__Exercise objective__:
Copy the lines below word for word, without changing anything.

__Data for processing__:

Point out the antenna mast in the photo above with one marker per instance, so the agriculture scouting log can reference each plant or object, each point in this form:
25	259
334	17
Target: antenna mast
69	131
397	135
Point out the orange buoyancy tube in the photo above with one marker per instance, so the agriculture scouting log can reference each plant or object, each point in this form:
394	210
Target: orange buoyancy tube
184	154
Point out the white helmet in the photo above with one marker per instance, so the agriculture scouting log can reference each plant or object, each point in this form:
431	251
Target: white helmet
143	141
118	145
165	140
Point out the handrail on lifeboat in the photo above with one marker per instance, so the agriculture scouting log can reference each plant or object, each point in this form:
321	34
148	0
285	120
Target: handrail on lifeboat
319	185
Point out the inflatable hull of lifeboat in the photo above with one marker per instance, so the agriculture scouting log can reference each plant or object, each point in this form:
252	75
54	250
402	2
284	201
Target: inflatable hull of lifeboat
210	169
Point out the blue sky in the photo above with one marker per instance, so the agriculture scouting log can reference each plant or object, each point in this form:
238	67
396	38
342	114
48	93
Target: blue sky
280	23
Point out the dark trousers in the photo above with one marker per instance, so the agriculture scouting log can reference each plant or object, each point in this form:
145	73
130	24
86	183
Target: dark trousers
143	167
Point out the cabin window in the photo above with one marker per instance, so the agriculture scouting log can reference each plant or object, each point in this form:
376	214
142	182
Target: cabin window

__Right answer__:
Point out the antenna mast in the photo above with one marker per instance, so the agriculture scouting log can reference each plant or object, each point in this form:
25	259
334	17
Target: antenna mast
69	131
397	135
Point out the orange buoyancy tube in the photo above with one marker per instance, so the agriculture scouting log can reference each plant or object, each point in this form:
394	210
Target: orange buoyancy tube
184	154
Point out the white helmet in the photo above with one marker per instance, so the agriculture scouting log can reference each plant or object, each point in this form:
431	251
Target: white helmet
143	141
118	145
165	140
Point out the handrail on lifeboat in the photo above with one marker per instance, so the agriculture scouting log can reference each plant or object, each point in this form:
321	34
148	0
285	120
Target: handrail on lifeboat
319	185
Point out the inflatable hull of lifeboat in the photo above with one marker per instance, so the agriculture scouting log can reference each plant or object, each point in this form:
252	75
54	250
402	2
284	201
Target: inflatable hull of lifeboat
210	169
Point out the blue sky in the photo above with one marker per instance, so the agriculture scouting log can reference each plant or object, each point in this form:
238	67
396	38
342	114
48	93
Target: blue sky
280	23
Point out the dark trousers in the photo above with one marker per instance, so the agriculture scouting log can reference each plant or object, each point in this form:
145	73
130	24
86	183
Target: dark trousers
143	167
Point out the cabin window in the photo above with one marker per instance, so the agriculture scouting log can reference each plant or object, each point in this form:
376	214
142	182
Target: cabin window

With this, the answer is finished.